-- start of READING TEXT --

The next step in this ETL pipeline is the transform step, where the raw data in the S3 bucket was taken and then transformed using pandas to transform it to a standard and usable format.

The following code was used to transform the data into a usable format. The transformed data were also uploaded to an S3 bucket.

def transform_data(df1,df2):
    print("Starting Transform Step . . .")
    # merge two datasets based on product_id 
    df_merged = pd.merge(df1,df2,how="inner",on="product_id")
    # Rename Columns 
    rename_dict = {
    "loves_count": "favorites_count",
    "rating_x": "avg_product_rating",
    "reviews": "product_reviews_count",
    "primary_category": "product_category",
    "child_count": "variations_count",
    "rating_y": "review_rating",
    "submission_time": "full_date",
    "skin_tone": "reviewer_skin_tone",
    "skin_type": "reviewer_skin_type",
    "eye_color": "reviewer_eye_color",
    "hair_color": "reviewer_hair_color",
    "price_usd": "product_price",
    "author_id": "reviewer_id"

-- end of READING TEXT --
-- start of GIVEN INFORMATION --

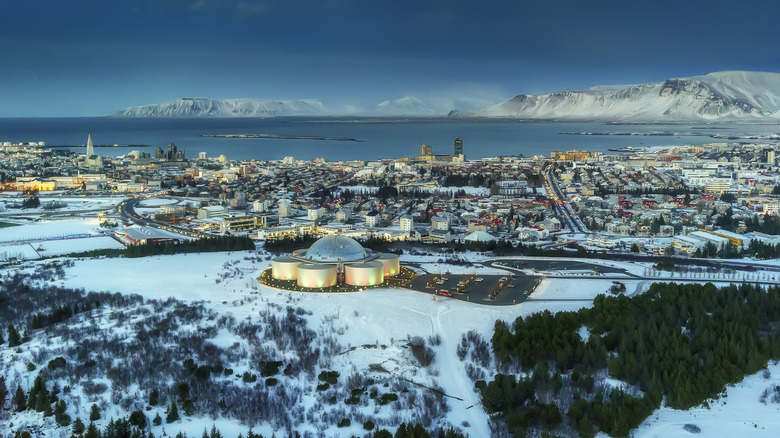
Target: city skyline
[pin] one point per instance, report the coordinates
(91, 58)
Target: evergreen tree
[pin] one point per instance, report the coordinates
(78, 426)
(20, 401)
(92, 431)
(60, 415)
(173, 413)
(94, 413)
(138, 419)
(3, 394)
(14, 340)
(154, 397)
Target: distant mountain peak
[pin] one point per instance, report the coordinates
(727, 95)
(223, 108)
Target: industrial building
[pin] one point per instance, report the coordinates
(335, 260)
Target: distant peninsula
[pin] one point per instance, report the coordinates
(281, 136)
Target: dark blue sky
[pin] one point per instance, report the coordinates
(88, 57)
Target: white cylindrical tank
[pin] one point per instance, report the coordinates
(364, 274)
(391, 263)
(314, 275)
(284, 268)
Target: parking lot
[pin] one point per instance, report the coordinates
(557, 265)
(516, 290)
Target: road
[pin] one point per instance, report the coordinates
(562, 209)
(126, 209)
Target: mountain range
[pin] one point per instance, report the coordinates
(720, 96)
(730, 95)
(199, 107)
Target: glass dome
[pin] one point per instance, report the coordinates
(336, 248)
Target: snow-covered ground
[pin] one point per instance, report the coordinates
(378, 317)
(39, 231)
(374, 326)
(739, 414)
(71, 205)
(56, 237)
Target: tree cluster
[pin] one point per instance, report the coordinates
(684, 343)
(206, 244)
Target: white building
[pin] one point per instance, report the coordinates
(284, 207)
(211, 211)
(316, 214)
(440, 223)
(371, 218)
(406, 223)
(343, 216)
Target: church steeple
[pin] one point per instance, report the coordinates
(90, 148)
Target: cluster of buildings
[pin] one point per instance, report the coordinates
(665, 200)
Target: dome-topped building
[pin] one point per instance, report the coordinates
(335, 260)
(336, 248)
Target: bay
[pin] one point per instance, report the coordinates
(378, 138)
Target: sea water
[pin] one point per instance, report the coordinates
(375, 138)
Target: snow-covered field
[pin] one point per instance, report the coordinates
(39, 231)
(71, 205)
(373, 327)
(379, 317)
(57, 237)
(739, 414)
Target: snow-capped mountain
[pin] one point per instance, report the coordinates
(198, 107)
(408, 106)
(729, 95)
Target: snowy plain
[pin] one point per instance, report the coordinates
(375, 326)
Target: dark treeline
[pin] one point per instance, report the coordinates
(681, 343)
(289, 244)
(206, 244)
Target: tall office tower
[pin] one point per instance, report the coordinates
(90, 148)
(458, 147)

-- end of GIVEN INFORMATION --
-- start of GIVEN INFORMATION --

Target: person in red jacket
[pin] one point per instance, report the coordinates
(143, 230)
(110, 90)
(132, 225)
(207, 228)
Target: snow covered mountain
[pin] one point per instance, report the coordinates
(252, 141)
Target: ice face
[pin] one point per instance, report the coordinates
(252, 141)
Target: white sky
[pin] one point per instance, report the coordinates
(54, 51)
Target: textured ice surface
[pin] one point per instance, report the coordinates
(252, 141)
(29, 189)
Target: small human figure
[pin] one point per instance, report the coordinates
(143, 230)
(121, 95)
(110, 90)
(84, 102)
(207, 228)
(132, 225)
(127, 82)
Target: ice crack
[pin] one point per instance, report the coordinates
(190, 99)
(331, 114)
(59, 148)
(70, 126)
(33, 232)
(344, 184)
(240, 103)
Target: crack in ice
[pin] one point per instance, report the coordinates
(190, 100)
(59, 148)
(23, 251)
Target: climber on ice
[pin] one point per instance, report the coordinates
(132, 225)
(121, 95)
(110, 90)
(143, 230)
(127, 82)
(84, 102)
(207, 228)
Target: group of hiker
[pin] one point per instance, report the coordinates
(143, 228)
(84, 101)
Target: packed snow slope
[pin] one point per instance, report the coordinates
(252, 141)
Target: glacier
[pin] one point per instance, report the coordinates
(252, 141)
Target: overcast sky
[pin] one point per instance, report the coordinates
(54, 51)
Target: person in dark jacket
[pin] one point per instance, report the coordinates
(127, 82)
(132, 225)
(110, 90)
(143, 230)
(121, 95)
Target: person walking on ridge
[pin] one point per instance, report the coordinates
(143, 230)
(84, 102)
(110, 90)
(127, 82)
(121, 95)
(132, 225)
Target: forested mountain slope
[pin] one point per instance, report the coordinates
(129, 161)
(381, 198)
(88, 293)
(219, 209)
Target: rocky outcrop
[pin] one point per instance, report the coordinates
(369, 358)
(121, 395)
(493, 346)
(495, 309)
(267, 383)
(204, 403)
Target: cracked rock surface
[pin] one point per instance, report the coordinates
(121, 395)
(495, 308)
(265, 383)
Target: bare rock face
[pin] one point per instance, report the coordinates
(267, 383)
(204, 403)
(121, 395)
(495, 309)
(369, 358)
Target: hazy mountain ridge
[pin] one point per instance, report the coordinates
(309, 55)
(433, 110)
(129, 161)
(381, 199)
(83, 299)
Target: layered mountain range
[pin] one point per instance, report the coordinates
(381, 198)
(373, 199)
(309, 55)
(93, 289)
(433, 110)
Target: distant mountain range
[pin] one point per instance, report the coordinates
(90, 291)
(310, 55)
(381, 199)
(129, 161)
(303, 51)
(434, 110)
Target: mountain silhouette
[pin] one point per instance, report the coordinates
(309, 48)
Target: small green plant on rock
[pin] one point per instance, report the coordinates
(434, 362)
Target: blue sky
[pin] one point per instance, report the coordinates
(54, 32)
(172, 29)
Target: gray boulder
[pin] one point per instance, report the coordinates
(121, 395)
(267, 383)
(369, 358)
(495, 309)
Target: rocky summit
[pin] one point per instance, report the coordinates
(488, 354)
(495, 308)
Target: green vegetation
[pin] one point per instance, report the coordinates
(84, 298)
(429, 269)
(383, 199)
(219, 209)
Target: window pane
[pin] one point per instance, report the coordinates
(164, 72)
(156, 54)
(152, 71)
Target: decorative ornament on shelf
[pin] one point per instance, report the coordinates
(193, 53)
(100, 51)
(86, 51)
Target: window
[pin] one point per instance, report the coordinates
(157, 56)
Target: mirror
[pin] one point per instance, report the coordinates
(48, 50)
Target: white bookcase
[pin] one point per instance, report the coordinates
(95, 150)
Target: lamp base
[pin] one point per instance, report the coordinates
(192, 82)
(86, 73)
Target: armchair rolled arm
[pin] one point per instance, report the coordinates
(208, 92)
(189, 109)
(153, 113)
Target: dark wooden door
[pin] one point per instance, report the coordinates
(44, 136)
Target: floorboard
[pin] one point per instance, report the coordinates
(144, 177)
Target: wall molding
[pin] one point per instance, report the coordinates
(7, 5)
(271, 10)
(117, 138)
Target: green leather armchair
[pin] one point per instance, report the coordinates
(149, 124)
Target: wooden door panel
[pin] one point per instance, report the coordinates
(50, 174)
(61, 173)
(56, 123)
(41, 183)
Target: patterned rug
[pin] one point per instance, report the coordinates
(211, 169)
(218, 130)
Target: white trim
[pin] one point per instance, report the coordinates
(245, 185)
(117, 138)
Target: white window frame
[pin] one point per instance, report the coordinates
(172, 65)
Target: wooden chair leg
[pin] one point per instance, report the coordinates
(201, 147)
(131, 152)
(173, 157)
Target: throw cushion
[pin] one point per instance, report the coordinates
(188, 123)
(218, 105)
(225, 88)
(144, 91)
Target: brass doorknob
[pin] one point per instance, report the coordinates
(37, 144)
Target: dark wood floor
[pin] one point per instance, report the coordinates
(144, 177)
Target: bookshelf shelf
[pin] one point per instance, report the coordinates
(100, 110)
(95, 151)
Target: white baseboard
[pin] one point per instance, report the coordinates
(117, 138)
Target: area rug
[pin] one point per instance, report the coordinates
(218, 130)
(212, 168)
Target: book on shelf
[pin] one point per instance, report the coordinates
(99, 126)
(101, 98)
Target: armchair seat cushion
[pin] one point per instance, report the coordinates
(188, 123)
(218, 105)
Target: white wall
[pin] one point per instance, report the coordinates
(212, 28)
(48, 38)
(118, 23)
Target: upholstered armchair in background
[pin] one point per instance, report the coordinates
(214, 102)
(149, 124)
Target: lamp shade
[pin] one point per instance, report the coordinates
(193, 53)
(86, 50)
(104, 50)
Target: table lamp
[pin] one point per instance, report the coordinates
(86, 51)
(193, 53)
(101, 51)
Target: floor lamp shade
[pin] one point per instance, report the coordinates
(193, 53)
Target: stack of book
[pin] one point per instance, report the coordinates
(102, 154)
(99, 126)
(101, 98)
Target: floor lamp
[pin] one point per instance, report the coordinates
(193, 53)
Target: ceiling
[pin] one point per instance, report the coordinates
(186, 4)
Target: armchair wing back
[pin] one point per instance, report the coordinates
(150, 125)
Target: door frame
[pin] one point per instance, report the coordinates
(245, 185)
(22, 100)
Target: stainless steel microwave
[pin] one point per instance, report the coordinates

-- end of GIVEN INFORMATION --
-- start of GIVEN INFORMATION --

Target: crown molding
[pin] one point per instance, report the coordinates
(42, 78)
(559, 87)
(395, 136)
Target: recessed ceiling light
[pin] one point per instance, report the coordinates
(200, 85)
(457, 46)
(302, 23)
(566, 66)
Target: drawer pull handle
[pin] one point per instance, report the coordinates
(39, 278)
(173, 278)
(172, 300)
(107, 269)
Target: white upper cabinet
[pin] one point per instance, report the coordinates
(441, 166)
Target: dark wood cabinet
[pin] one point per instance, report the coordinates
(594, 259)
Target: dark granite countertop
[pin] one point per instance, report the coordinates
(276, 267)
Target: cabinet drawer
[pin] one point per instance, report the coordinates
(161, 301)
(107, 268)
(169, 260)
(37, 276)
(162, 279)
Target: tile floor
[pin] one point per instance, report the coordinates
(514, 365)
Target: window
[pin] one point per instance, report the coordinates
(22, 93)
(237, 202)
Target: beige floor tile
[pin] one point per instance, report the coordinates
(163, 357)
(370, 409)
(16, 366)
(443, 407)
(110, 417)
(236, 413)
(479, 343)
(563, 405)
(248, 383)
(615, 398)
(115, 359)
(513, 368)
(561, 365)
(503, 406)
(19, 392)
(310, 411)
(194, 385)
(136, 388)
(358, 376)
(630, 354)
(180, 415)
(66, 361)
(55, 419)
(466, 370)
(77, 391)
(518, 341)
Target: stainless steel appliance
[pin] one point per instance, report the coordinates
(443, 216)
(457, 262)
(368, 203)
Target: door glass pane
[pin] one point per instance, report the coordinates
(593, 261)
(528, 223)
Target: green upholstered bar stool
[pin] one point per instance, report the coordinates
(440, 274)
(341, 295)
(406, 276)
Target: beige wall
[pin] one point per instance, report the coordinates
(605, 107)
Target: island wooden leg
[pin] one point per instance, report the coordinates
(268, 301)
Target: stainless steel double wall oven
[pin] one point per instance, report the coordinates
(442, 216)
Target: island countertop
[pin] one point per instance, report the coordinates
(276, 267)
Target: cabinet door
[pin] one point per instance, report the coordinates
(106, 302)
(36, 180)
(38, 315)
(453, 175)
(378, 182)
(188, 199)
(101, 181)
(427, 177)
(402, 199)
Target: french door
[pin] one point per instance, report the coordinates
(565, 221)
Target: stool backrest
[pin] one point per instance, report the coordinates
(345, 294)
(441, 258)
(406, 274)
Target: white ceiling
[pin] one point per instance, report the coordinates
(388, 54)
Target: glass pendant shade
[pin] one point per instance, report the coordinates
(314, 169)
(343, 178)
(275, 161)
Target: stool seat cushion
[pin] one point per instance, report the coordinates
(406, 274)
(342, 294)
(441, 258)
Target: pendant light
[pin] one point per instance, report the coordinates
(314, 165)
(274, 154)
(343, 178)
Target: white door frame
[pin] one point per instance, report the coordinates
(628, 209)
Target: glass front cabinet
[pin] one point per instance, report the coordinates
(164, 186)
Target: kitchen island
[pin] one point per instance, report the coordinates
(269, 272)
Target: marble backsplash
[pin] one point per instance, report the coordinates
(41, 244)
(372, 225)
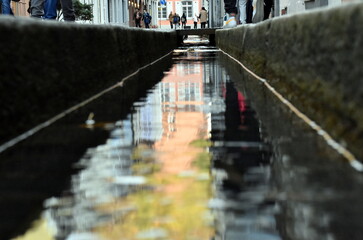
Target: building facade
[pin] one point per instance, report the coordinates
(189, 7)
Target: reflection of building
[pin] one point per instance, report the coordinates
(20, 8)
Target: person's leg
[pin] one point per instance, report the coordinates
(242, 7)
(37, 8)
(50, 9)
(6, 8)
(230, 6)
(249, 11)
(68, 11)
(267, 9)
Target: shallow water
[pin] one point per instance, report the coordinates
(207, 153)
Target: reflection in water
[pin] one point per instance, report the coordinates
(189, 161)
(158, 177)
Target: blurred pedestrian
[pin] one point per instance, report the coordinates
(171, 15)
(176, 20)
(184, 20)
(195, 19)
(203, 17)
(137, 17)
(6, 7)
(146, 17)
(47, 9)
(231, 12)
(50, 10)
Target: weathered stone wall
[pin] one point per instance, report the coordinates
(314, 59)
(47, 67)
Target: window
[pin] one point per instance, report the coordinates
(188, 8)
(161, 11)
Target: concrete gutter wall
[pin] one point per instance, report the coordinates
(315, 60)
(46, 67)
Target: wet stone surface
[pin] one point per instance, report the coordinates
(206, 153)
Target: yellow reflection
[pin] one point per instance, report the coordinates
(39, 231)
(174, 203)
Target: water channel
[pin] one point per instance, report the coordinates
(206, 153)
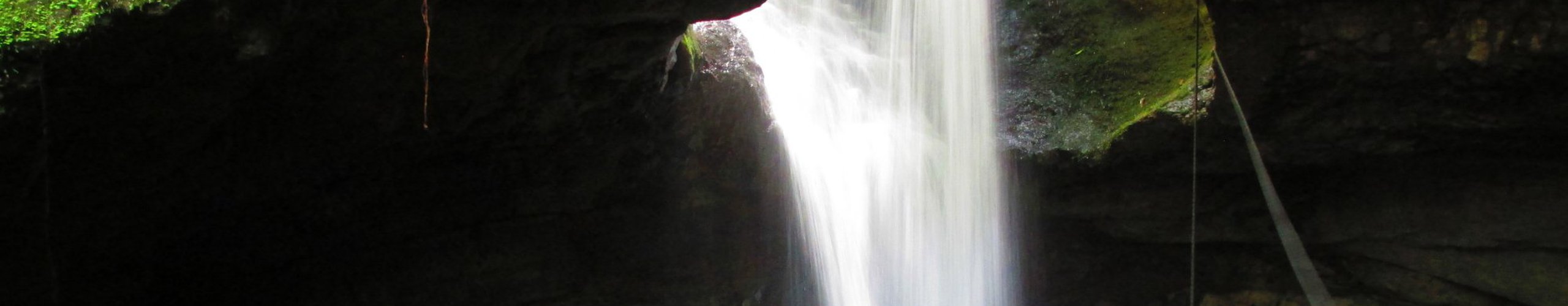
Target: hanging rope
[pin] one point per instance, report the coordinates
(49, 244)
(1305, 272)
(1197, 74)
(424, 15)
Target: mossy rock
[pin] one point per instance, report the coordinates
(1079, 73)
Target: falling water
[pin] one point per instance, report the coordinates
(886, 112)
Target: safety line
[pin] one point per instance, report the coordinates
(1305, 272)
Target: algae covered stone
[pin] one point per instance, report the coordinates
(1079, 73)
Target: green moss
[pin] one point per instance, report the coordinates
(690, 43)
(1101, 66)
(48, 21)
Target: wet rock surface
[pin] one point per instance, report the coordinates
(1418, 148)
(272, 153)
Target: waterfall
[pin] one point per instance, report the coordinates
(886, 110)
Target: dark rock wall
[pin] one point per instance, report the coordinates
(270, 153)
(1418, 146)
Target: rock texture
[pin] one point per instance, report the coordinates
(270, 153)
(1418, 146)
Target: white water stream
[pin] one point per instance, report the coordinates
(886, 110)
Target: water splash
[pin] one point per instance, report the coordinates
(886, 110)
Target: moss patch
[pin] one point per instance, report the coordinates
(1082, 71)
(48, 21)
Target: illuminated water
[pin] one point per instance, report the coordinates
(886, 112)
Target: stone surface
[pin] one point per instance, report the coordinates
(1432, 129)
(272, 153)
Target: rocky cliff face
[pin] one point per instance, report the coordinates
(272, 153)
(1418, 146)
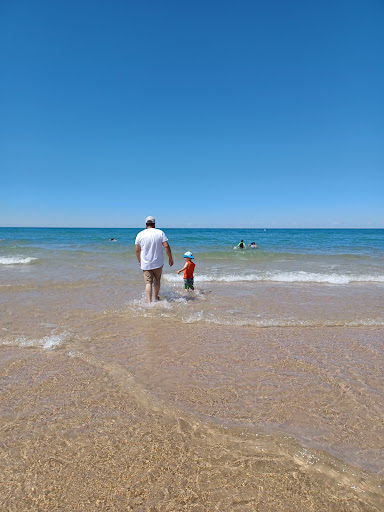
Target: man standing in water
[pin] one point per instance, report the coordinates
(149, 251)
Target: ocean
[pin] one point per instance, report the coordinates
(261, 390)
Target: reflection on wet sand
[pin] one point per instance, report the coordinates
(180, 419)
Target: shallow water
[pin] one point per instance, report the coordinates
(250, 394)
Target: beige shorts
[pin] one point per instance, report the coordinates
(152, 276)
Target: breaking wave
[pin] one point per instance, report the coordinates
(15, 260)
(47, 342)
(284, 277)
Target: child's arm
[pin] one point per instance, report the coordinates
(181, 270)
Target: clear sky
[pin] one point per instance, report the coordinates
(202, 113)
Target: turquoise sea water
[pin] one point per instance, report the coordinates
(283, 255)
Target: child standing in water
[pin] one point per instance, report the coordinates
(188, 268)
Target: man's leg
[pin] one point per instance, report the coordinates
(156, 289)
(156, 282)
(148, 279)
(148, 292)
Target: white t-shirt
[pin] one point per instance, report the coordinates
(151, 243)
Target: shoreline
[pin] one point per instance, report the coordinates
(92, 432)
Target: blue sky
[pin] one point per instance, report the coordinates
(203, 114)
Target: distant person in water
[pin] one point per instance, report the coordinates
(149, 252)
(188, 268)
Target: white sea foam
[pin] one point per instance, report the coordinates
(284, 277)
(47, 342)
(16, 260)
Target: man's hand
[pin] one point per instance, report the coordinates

-- end of GIVEN INFORMATION --

# [YOUR GOAL]
Continue the ETL transform-step text from where it stops.

# [WRITTEN RESPONSE]
    df_merged = df_merged.rename(columns=rename_dict)
    # cleaning nan values
    # 1. drop rows with nan values in review_text as it is most essential for product_reviews
    df_merged = df_merged.dropna(subset=["review_text"])
    #2. review_title is optional, so for rows with nan in review_title but certain values in review_text, fill the nan values with a default placeholder value
    df_merged["review_title"] = df_merged["review_title"].fillna("Review Provided")
    # 3. For categorical columns like reviewer_skin_tone, reviewer_skin_type, reviewer_hair_color, reviewer_eye_color replace the nan values with mode
    df_merged["reviewer_skin_tone"] = df_merged["reviewer_skin_tone"].fillna(df_merged["reviewer_skin_tone"].mode()[0])
    df_merged["reviewer_eye_color"] = df_merged["reviewer_eye_color"].fillna(df_merged["reviewer_eye_color"].mode()[0])
    df_merged["reviewer_skin_type"] = df_merged["reviewer_skin_type"].fillna(df_merged["reviewer_skin_type"].mode()[0])
    df_merged["reviewer_hair_color"] = df_merged["reviewer_hair_color"].fillna(df_merged["reviewer_hair_color"].mode()[0])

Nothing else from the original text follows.